● **What is asked**
Continue the article on the delay-line echo unit from the point where it stops.

● **Document segment**
/---

Not just echo effects

A versatile delay line for deriving 'short echo' and related effects. Design by Peter Rodgers

The echo effect is one that must be familiar to virtually everyone, whether they have an interest in electronic music or not, and the name is really self explanatory. This effect is produced using some form of electronic delaying device, and the delayed signal is fed back to the input of the circuit so that the signal is circulated repeatedly, gradually fading away. A signal fed to the input therefore appears at the output a number of times, giving what is quite a good analogy of a real echo where sounds are reflected 'to and fro' until they decay to an inaudible level.

There are a number of ways in which the delay can be obtained, such as tape methods, digital delay lines, and various forms of analogue delay line. For a home-constructor's echo unit a long 'bucket brigade' analogue delay line probably represents the most practical approach, and this design is based on the MN3011 analogue delay line chip. Even at maximum delay this gives only a fairly short echo effect, but it nevertheless enables some excellent effects to be obtained, and the unit will expand the 'repertoire' of most electronic musical instruments.

Fig. 1 Echo Unit block diagram


Figure 1 shows in block diagram form the various stages of the unit and their general arrangement. Four of these stages, the clock oscillator, the two lowpass filters, and the delay line, are used to provide the delayed signal. The clock oscillator controls the length of the delay, and the output filter is used to prevent the high frequency clock signal from breaking through at the output. The input filter removes any high frequency signals which might happen to be present on the input signal, and which could otherwise produce heterodyne 'whistles' on the output signal.

A low frequency oscillator can be used to vary the clock oscillator's frequency, and thus the delay as well. As the clock frequency is raised, the signal within the delay line is moved out more rapidly than it was fed in, giving a boost in the output frequencies. As the clock oscillator is reduced in frequency the opposite occurs, with a consequent reduction in the output frequencies. In other words vibrato can be introduced using the clock oscillator (which can be switched out if vibrato is not required).

The other two stages are both mixers. The one at the input simply combines the input signal and the delayed signal. The strength of the latter can be varied, and this enables the time taken for echoes to fade away to be adjusted. The second mixer simply combines the output of the delay circuitry with the input signal to give the required output signal.


Fig. 2a Op-amp mixer circuit

Both mixers use the same configuration, as shown in Fig. 2(a), and this is a conventional operational amplifier summing circuit. If all three resistors (Ra to Rc) have the same value, the action of the circuit is very simple indeed. The output counteracts the input voltages so that the inverting (-) input of the operational amplifier is maintained at whatever bias voltage is fed to the non-inverting (+) input. For instance, if input 1 is 1 volt positive and input 2 is 4 volts positive, the output will go 5 volts negative to counteract the total input of +5 volts. This gives the required mixing action, and although the signal is inverted through the circuit, in audio applications this is not important (an inverted signal does not sound any different).

\---

Stored records
/---

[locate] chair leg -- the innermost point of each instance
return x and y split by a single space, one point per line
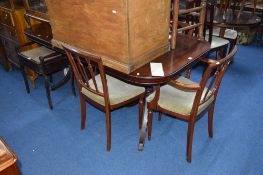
149 124
83 111
22 68
159 116
190 134
210 121
108 129
47 86
141 105
72 81
51 78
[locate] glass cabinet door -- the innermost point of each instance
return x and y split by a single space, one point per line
5 4
37 6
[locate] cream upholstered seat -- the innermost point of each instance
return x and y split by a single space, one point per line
229 33
185 99
217 42
99 89
119 91
35 53
178 100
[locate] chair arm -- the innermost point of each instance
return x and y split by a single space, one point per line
185 86
18 48
208 60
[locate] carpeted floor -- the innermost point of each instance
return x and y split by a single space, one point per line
51 142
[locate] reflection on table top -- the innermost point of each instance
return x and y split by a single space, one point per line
186 53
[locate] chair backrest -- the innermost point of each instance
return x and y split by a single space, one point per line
86 66
212 78
193 8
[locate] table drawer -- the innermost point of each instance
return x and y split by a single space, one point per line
7 19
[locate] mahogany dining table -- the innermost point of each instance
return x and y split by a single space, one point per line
186 54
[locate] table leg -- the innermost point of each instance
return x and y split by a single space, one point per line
143 129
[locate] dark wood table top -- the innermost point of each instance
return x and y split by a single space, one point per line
187 52
230 19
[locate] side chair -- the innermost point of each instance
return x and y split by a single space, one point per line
185 99
44 62
99 89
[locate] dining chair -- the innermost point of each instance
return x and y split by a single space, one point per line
185 99
100 89
44 62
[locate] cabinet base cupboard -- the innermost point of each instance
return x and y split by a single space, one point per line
125 33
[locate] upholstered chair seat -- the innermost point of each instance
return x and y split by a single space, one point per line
35 53
100 89
217 41
185 99
119 91
229 33
178 100
43 61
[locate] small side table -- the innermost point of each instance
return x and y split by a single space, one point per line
7 160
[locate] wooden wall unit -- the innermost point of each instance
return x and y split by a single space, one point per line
125 33
12 27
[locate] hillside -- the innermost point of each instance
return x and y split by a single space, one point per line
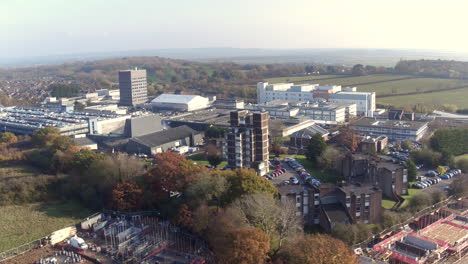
168 75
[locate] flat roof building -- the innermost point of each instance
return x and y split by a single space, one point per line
393 129
180 102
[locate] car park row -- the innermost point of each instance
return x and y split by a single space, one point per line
435 180
302 173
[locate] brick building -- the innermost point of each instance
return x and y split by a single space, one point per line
367 169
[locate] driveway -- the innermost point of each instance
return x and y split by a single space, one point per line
285 176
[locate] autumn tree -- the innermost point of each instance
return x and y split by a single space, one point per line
8 138
84 158
213 155
246 181
276 218
316 249
316 147
242 246
412 170
348 138
207 187
127 196
184 217
171 173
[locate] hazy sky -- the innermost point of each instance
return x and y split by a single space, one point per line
44 27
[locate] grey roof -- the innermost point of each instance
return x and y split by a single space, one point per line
336 213
165 136
396 124
139 126
309 132
175 98
84 141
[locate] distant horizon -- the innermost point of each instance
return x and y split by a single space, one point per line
332 56
54 27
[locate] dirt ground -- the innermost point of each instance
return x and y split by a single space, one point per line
34 255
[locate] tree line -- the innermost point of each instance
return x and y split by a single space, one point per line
237 212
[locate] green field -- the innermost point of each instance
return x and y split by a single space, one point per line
455 97
200 160
388 84
301 79
20 224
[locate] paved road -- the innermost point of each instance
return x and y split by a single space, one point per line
285 176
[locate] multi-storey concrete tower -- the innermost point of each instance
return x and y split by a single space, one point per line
133 87
247 142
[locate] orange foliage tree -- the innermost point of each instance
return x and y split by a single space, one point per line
184 217
127 196
242 246
316 249
172 173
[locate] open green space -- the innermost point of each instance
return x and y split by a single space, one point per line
16 170
200 160
388 84
301 79
20 224
455 97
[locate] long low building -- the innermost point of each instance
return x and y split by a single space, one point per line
165 140
365 101
180 102
26 120
393 129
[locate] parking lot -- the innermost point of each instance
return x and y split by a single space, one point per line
442 184
285 176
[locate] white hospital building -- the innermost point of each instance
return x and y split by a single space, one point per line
365 101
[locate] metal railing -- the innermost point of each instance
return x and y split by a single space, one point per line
10 253
420 213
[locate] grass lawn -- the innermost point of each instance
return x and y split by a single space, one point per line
20 224
9 170
200 160
461 157
301 79
455 97
387 84
411 192
321 175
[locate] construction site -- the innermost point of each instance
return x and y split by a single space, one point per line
117 238
439 237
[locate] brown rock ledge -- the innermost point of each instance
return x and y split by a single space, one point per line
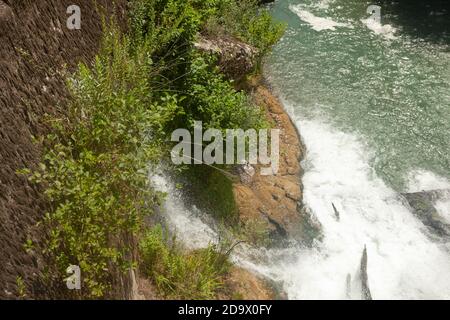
275 200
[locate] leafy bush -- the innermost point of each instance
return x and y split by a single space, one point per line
96 163
179 275
244 20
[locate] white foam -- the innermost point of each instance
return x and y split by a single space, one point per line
386 30
183 221
443 209
423 180
316 23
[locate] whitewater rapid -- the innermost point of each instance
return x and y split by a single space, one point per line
404 261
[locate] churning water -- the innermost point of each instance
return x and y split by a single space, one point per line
372 103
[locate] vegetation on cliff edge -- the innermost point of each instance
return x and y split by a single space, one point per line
141 86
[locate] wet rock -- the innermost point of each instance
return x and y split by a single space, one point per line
246 173
243 285
365 290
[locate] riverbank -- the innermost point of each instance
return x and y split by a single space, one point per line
274 201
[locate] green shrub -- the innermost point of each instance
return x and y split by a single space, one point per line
123 108
95 166
179 275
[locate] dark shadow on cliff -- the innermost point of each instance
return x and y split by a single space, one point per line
425 19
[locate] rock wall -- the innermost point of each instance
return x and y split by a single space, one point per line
36 50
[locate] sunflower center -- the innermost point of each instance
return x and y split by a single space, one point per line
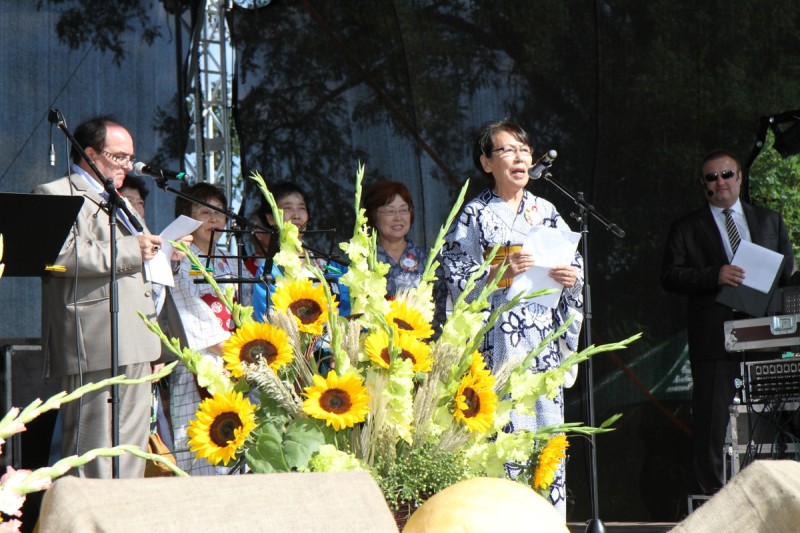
335 401
473 402
258 349
306 309
221 430
402 324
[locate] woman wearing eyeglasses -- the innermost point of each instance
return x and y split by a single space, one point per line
390 211
205 323
294 203
501 216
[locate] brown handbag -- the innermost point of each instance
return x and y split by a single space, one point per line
153 468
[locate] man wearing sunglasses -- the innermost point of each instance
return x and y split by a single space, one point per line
696 262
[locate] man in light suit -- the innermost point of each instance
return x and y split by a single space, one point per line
697 263
76 320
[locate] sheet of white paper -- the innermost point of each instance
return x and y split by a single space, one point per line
760 265
159 268
550 247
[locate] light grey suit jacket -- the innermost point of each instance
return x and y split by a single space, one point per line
76 317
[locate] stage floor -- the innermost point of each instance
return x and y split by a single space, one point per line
625 527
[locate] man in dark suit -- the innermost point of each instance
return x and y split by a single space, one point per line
697 263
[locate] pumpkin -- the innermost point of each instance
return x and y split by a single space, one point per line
486 505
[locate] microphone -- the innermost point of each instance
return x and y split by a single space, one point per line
542 164
140 169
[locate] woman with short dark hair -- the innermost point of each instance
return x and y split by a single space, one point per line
390 211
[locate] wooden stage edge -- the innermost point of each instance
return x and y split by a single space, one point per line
625 527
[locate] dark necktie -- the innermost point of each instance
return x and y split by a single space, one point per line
121 215
733 233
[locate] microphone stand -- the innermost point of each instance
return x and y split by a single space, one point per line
595 525
239 224
114 202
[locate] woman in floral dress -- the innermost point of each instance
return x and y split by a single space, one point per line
503 215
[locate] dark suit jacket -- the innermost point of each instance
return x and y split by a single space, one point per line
693 256
89 245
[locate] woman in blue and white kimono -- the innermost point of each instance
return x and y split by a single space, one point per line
503 215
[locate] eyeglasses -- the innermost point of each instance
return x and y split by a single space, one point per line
205 213
510 151
121 160
392 212
725 174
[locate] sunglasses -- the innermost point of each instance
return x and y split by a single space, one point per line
725 174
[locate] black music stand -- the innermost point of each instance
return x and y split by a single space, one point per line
34 228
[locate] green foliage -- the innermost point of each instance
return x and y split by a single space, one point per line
285 450
427 470
775 183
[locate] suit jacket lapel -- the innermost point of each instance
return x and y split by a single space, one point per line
711 231
79 183
753 224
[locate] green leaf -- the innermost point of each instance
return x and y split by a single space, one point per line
267 454
302 440
285 450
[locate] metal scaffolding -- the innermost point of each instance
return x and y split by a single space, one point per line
207 92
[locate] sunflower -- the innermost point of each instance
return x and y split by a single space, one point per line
377 347
408 318
306 301
340 401
476 401
223 424
552 455
256 341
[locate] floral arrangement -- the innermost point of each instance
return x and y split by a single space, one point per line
310 390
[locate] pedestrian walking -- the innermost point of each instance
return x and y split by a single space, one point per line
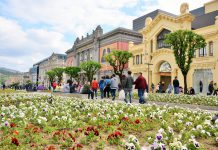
169 88
160 87
152 87
101 87
201 86
211 88
94 87
114 86
54 85
128 84
141 85
176 85
157 88
107 86
215 89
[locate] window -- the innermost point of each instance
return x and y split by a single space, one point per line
133 60
202 52
141 58
137 60
105 52
161 38
211 48
195 54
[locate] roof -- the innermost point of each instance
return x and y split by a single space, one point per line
139 23
204 20
198 11
120 30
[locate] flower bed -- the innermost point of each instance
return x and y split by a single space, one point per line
183 99
34 121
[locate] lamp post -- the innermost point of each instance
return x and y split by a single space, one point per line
149 64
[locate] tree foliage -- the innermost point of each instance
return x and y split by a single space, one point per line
118 59
51 75
90 68
184 43
59 73
72 72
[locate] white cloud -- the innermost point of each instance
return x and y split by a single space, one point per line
172 6
36 28
73 16
20 49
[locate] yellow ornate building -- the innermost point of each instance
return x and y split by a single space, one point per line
154 51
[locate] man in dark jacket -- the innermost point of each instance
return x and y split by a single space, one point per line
141 85
201 86
211 88
176 85
128 83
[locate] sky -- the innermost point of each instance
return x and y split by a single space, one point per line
31 30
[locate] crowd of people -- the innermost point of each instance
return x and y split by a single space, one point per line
109 86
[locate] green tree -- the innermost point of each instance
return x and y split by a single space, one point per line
59 74
118 59
90 68
184 43
51 75
72 72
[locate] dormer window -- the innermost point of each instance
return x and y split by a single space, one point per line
161 38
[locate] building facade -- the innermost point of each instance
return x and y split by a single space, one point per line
97 45
54 61
163 68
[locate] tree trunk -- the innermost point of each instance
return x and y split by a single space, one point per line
120 76
185 83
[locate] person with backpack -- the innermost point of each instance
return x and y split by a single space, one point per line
94 87
107 85
102 86
176 85
128 84
141 85
114 86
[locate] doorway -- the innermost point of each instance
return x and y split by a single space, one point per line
166 80
204 75
165 75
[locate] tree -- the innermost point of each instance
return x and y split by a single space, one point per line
51 75
72 72
90 68
59 73
184 43
118 59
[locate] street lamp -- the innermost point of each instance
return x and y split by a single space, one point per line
149 64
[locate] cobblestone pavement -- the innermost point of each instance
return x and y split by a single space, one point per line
135 101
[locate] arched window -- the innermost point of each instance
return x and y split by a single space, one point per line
161 38
105 52
165 67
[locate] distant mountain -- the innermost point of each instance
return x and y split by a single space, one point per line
6 71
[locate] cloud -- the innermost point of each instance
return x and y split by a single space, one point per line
32 29
73 16
20 48
172 6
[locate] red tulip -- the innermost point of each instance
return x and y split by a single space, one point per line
15 141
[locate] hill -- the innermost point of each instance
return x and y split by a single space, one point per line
8 72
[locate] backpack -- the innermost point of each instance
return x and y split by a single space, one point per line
108 84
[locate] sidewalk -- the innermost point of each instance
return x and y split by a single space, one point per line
135 101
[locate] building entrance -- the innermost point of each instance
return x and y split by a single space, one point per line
204 75
165 75
165 80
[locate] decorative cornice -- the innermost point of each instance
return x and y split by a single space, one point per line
208 65
161 52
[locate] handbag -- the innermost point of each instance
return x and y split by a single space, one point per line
121 95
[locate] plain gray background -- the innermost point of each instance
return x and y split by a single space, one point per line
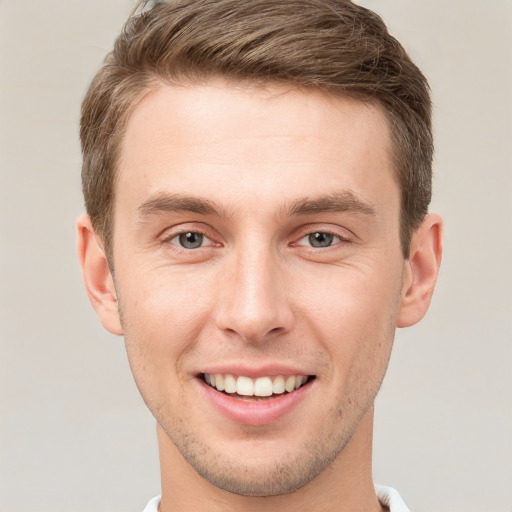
74 433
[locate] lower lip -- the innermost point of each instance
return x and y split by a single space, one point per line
255 412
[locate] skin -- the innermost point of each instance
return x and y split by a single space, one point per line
255 172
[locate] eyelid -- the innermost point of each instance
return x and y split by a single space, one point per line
343 234
174 232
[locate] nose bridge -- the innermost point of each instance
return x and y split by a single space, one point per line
253 303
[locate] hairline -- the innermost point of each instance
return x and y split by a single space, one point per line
155 81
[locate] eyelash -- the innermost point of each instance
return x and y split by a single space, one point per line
337 239
174 239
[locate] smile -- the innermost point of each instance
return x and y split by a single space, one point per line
259 387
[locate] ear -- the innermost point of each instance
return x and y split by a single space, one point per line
421 270
97 276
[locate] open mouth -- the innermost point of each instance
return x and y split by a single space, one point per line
240 386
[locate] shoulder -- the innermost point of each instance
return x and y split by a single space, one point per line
390 498
152 505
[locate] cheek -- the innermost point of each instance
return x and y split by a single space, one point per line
353 313
163 314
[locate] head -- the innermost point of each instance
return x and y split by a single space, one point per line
332 46
257 173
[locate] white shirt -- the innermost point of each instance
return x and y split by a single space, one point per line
388 497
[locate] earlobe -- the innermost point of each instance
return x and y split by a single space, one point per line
421 271
97 276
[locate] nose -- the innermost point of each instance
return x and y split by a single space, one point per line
253 301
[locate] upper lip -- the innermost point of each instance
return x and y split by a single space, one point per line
267 370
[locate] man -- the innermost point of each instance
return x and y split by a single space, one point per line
257 177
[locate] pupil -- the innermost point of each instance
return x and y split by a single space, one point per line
191 240
320 239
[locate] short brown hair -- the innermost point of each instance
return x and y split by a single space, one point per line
329 45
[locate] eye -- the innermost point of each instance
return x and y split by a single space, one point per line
319 240
191 240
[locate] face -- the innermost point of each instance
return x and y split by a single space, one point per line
259 273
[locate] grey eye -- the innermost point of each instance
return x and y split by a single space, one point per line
320 239
191 240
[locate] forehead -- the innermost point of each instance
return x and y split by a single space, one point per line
237 142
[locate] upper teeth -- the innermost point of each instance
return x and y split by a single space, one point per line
262 386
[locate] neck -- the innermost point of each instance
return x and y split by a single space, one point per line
346 485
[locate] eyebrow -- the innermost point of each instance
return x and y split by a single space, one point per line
173 203
345 201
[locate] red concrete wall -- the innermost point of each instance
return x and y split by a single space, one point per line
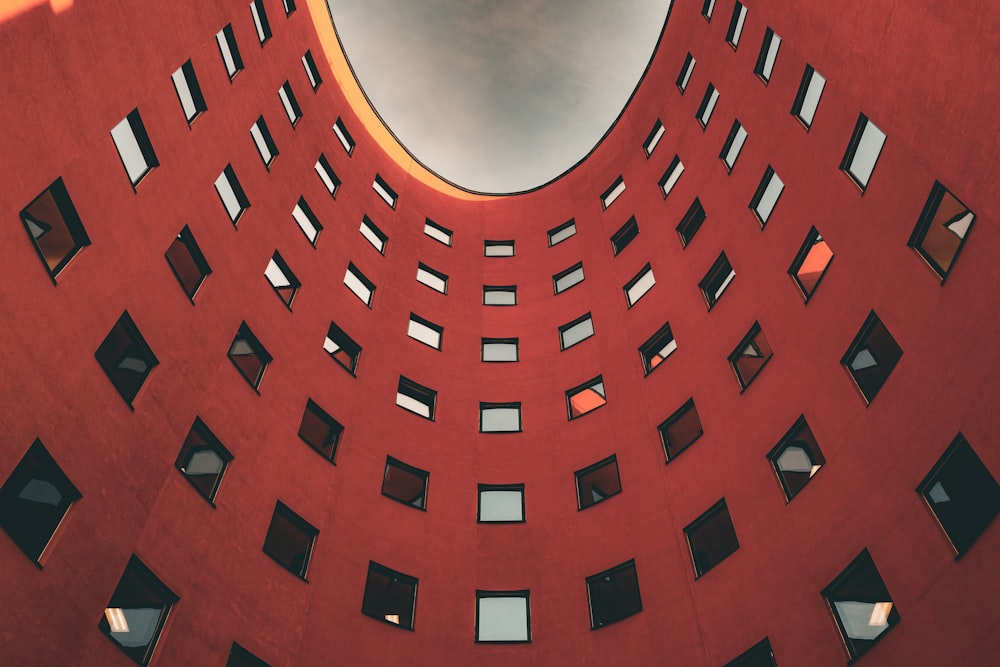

\---

● **Reply to the task**
If one of the resistors is made variable, like Rb of Fig. 2(a), the gain at this input can be varied by adjusting this component. If it is made higher in value a given input voltage produces less current flow, and a smaller change in output voltage is sufficient to counteract the signal at this input. A lower value gives higher current flow and demands a greater change in output voltage (ie gives higher gain from this input to the output). This feature is used in the circuit to permit the level of delayed signal feedback to be controlled.


Fig. 2b Three stage active mixer circuit

The two filters are basically the same, and use the arrangement shown in Fig. 2(b) If we ignore capacitor Cb for the time being, Ra and Ca form a simple R-C lowpass filter, and the series resistance of Rb plus Rc forms a second filter in conjunction with Cc. In both cases the capacitor represents a difficult path for the input signal at low and middle audio frequencies, but as the input frequency is increased each filter capacitor provides an increasingly easy path. At high frequencies most of the input signal tends to be tapped off to earth, and little finds its way through to the output. The buffer amplifier ensures that the circuit has a low output impedance and that loading of the filter with a consequent loss of performance cannot occur.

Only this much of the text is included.